◆ Work instruction
From the data below, set down exactly the lines between the one holding "Target: dollop of nutella" and the one holding "Target: glossy chocolate smear", inclusive, and no others.

(Items from a data source)

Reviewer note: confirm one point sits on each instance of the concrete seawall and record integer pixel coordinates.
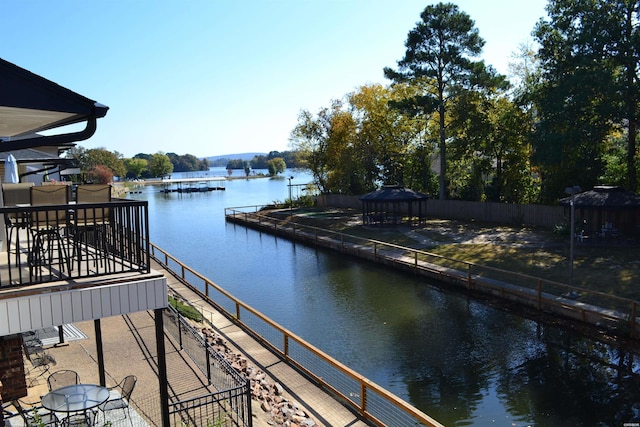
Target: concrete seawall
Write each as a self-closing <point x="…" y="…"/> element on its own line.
<point x="566" y="306"/>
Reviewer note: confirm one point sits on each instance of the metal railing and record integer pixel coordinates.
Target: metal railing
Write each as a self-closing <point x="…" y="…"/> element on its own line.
<point x="231" y="404"/>
<point x="618" y="314"/>
<point x="373" y="402"/>
<point x="47" y="243"/>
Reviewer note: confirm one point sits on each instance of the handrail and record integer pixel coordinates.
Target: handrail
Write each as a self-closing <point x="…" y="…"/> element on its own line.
<point x="544" y="290"/>
<point x="365" y="385"/>
<point x="47" y="243"/>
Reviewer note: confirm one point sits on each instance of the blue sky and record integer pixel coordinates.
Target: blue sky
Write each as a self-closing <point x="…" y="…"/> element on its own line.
<point x="225" y="76"/>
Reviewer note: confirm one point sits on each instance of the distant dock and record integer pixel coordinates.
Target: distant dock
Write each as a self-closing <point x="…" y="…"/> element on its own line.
<point x="193" y="185"/>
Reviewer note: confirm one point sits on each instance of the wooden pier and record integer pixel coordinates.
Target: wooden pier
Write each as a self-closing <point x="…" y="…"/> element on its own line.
<point x="193" y="185"/>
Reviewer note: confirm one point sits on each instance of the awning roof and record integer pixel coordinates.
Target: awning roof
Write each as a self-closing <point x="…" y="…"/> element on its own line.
<point x="30" y="103"/>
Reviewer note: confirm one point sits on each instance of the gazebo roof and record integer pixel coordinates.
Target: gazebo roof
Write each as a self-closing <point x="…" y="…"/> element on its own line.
<point x="604" y="197"/>
<point x="394" y="193"/>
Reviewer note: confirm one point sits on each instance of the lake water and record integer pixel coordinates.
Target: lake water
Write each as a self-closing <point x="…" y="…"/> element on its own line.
<point x="459" y="361"/>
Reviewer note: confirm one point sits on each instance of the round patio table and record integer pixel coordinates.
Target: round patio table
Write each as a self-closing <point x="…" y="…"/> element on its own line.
<point x="75" y="398"/>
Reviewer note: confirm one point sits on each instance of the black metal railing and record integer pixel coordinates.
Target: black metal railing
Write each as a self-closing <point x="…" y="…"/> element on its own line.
<point x="230" y="404"/>
<point x="49" y="243"/>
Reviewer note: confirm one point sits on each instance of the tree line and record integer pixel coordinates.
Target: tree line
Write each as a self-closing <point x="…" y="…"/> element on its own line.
<point x="101" y="165"/>
<point x="448" y="124"/>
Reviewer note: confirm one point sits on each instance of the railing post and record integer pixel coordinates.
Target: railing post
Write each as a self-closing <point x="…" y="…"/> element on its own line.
<point x="633" y="318"/>
<point x="539" y="294"/>
<point x="208" y="358"/>
<point x="286" y="346"/>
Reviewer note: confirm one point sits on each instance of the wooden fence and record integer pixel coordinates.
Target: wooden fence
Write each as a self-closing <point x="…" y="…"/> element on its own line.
<point x="504" y="213"/>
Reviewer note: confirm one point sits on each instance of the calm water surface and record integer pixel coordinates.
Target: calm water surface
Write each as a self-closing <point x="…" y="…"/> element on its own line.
<point x="458" y="360"/>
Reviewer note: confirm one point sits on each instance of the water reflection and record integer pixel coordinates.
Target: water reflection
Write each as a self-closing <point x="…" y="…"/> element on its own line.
<point x="456" y="359"/>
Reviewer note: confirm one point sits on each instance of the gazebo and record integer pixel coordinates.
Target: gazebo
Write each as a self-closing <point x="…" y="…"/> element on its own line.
<point x="607" y="210"/>
<point x="392" y="205"/>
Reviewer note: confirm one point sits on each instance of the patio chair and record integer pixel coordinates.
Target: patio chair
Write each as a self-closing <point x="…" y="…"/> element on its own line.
<point x="90" y="224"/>
<point x="84" y="419"/>
<point x="14" y="194"/>
<point x="119" y="397"/>
<point x="62" y="378"/>
<point x="46" y="226"/>
<point x="35" y="416"/>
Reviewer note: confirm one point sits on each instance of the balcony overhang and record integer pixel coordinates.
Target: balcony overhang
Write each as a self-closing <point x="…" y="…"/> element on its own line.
<point x="30" y="103"/>
<point x="39" y="307"/>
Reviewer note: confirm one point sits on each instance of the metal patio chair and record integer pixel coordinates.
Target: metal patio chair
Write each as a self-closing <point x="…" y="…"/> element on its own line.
<point x="35" y="416"/>
<point x="62" y="378"/>
<point x="119" y="396"/>
<point x="46" y="226"/>
<point x="90" y="224"/>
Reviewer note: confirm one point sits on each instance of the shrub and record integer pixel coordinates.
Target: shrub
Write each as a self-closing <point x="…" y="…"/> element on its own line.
<point x="186" y="310"/>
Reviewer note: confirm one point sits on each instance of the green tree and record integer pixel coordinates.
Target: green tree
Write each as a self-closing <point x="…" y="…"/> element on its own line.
<point x="331" y="147"/>
<point x="135" y="167"/>
<point x="89" y="159"/>
<point x="590" y="89"/>
<point x="160" y="165"/>
<point x="276" y="166"/>
<point x="438" y="52"/>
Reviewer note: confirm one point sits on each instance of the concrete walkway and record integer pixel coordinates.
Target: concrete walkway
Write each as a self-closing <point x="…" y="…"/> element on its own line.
<point x="129" y="347"/>
<point x="324" y="409"/>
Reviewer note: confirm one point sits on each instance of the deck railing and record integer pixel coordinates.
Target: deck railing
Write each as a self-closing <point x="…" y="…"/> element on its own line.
<point x="49" y="243"/>
<point x="617" y="314"/>
<point x="373" y="402"/>
<point x="232" y="401"/>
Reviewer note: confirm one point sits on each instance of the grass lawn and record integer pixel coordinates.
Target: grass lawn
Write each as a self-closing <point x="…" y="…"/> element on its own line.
<point x="536" y="252"/>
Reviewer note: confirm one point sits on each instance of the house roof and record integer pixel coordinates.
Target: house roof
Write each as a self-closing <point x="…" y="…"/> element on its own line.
<point x="30" y="103"/>
<point x="394" y="193"/>
<point x="29" y="155"/>
<point x="604" y="197"/>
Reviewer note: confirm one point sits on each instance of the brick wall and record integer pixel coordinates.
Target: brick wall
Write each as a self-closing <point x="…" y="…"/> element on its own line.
<point x="12" y="373"/>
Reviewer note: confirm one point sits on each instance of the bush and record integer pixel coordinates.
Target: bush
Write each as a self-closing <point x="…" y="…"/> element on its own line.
<point x="185" y="310"/>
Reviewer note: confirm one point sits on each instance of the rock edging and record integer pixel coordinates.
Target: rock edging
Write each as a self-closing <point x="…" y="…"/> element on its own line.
<point x="270" y="394"/>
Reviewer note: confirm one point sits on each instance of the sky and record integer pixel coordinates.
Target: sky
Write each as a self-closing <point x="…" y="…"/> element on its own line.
<point x="216" y="77"/>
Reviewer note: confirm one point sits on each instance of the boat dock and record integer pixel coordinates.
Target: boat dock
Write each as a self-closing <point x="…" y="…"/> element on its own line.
<point x="193" y="185"/>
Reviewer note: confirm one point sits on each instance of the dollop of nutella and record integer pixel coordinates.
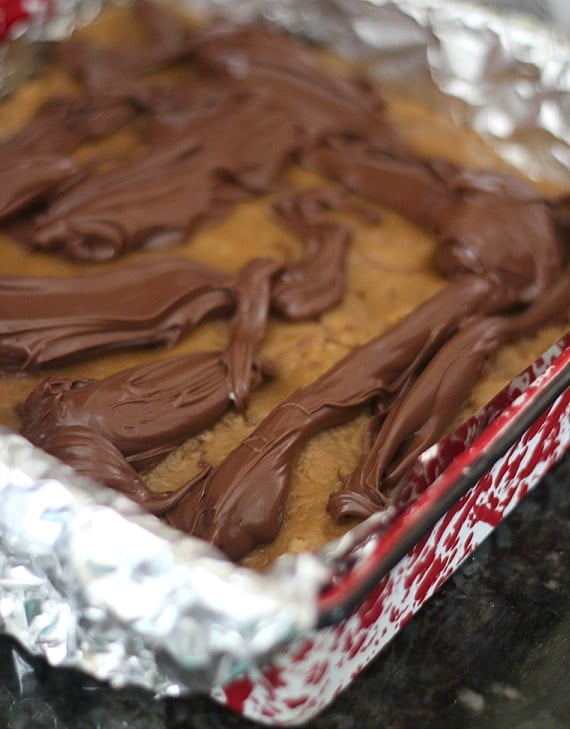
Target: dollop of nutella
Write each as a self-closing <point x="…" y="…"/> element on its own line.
<point x="257" y="101"/>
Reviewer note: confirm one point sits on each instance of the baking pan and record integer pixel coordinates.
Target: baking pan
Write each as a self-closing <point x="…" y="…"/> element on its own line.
<point x="90" y="581"/>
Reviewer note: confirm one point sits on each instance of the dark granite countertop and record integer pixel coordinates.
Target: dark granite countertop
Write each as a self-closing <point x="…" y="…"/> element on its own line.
<point x="491" y="650"/>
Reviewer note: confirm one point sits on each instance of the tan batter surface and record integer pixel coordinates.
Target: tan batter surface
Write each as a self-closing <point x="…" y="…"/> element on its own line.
<point x="390" y="272"/>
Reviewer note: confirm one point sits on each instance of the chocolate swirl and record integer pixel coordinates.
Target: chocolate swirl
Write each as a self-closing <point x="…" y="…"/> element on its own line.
<point x="258" y="101"/>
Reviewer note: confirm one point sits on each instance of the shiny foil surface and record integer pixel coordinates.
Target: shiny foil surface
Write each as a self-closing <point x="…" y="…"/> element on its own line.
<point x="90" y="581"/>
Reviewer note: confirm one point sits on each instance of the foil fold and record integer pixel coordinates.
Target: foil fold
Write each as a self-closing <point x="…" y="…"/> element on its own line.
<point x="86" y="578"/>
<point x="89" y="580"/>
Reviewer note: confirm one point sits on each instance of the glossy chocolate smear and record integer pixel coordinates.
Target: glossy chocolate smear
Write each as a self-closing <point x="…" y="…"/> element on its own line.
<point x="498" y="246"/>
<point x="514" y="246"/>
<point x="157" y="200"/>
<point x="55" y="320"/>
<point x="135" y="417"/>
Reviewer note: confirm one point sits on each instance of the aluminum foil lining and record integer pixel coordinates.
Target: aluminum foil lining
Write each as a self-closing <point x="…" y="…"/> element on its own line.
<point x="90" y="581"/>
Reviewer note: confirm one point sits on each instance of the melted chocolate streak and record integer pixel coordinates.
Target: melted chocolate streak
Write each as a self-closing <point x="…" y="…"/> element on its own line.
<point x="498" y="245"/>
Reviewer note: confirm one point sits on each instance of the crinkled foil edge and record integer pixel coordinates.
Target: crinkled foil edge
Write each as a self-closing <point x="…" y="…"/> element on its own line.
<point x="87" y="579"/>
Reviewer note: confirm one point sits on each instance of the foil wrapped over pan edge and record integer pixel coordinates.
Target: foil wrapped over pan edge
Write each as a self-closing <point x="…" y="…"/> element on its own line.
<point x="86" y="578"/>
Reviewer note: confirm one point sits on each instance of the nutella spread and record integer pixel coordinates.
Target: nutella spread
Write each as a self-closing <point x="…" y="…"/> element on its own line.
<point x="252" y="105"/>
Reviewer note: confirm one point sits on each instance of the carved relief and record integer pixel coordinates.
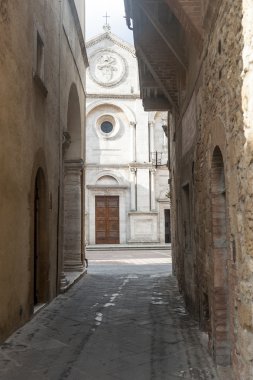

◆ Answer box
Target: dollop of nutella
Write each as a self-closing <point x="…" y="…"/> element on its own line.
<point x="257" y="101"/>
Reviewer note: confirm one point sits on each instance of the baking pan and record integer pixel coordinates.
Target: baking pan
Write each as a self-closing <point x="…" y="…"/> element on its own line.
<point x="90" y="581"/>
Reviewer note: confirm one point sits on each instance of the dark granite countertop and record integer pixel coordinates.
Target: dark granite countertop
Write each as a self-closing <point x="…" y="…"/> element on its own line.
<point x="491" y="650"/>
Reviewer note: confirm one point sits on each instance of the tan batter surface and record integer pixel coordinates.
Target: tan batter surface
Write each as a self-closing <point x="…" y="…"/> element on its own line.
<point x="390" y="272"/>
Reviewer note: confirm one point sits on each instance of the chocolate swirl and record integer pixel coordinates.
Target: chocolate swirl
Write each as a self-closing <point x="…" y="…"/> element on its own line.
<point x="258" y="101"/>
Reviewer note: confirm one point sits on each instance of the shiny foil surface and record integer pixel coordinates.
Target: shiny foil surface
Write each as a self-closing <point x="…" y="…"/> element on its own line.
<point x="90" y="581"/>
Reviewer note: confirm one point sits on each instance of the foil fold and record integer pixel coordinates.
Target: foil fold
Write each as a self-closing <point x="…" y="…"/> element on its own line.
<point x="86" y="578"/>
<point x="89" y="580"/>
Reviewer note: confirm one point sits on each instance of the glossy chocolate smear and record integer pixel coordinates.
Target: glossy chocolate smear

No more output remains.